(Potongan Dokumen):

* * * * * * *

"Saya bukanlah manusia yang tahan terhadap stress dan tekanan. Jadi saya memilih untuk mencari tempat kerja yang memberikan rasa suka dan nyaman pada diri saya. Sebuah tempat yang mampu memberikan saya alasan untuk menjadikan kesibukan sebagai kebahagiaan dan memberikan rasa senang alih-alih tertekan. Walaupun kesibukan itu datang silih berganti dan tumpang tindih."
- Umroh Machfudza Sihaloho, Agustus 2015 -
Dalam mencari pekerjaan, selalu ada yang dinamakan wawancara. Tujuan dari wawancara umumnya adalah untuk mencari tahu sifat dan kepribadian dari pelamar pekerjaan. Ini untuk menjamin, bahwa karyawan yang diterima nantinya memiliki prinsip dan etos kerja yang sesuai dengan perusahaan. Maka dari itu, kebanyakan pewawancara adalah pekerja dari bidang HRD. Ini adalah prosedur standar dari setiap perusahaan besar.

* * * * * * *

(Daftar Data):

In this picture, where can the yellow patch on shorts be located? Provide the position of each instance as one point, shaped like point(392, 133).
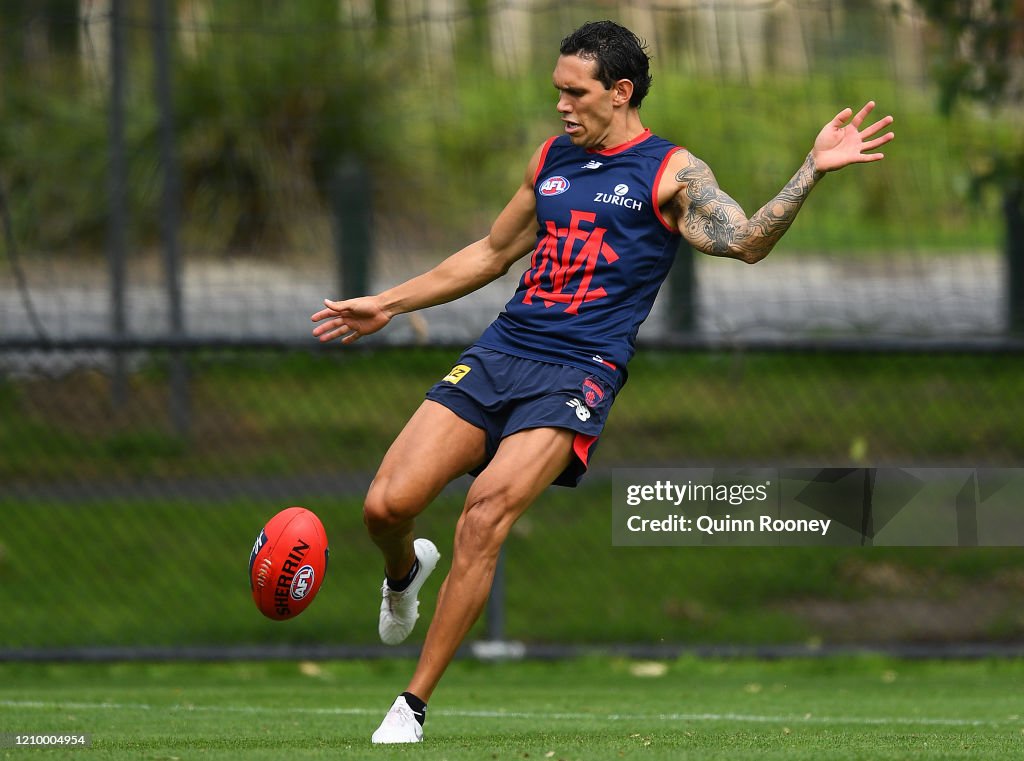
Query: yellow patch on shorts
point(458, 373)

* * * * * * *

(Petunjuk Tugas): Tentukan apakah setiap pernyataan berikut sesuai dengan potongan dokumen. Jawab ya atau tidak, lalu kutip kata-kata penentunya persis dari potongan dokumen. (a) Wawancara kerja umumnya bertujuan mengetahui sifat dan kepribadian pelamar. (b) Sebagian besar pewawancara adalah pekerja dari bidang keuangan. (c) Orang yang berbicara dalam kutipan pembuka menyatakan dirinya tahan terhadap stres. Gunakan hanya potongan dokumen sebagai sumber jawaban.

(Jawaban Lengkap):
(a) Ya: "Tujuan dari wawancara umumnya adalah untuk mencari tahu sifat dan kepribadian dari pelamar pekerjaan."
(b) Tidak: "kebanyakan pewawancara adalah pekerja dari bidang HRD."
(c) Tidak: "Saya bukanlah manusia yang tahan terhadap stress dan tekanan."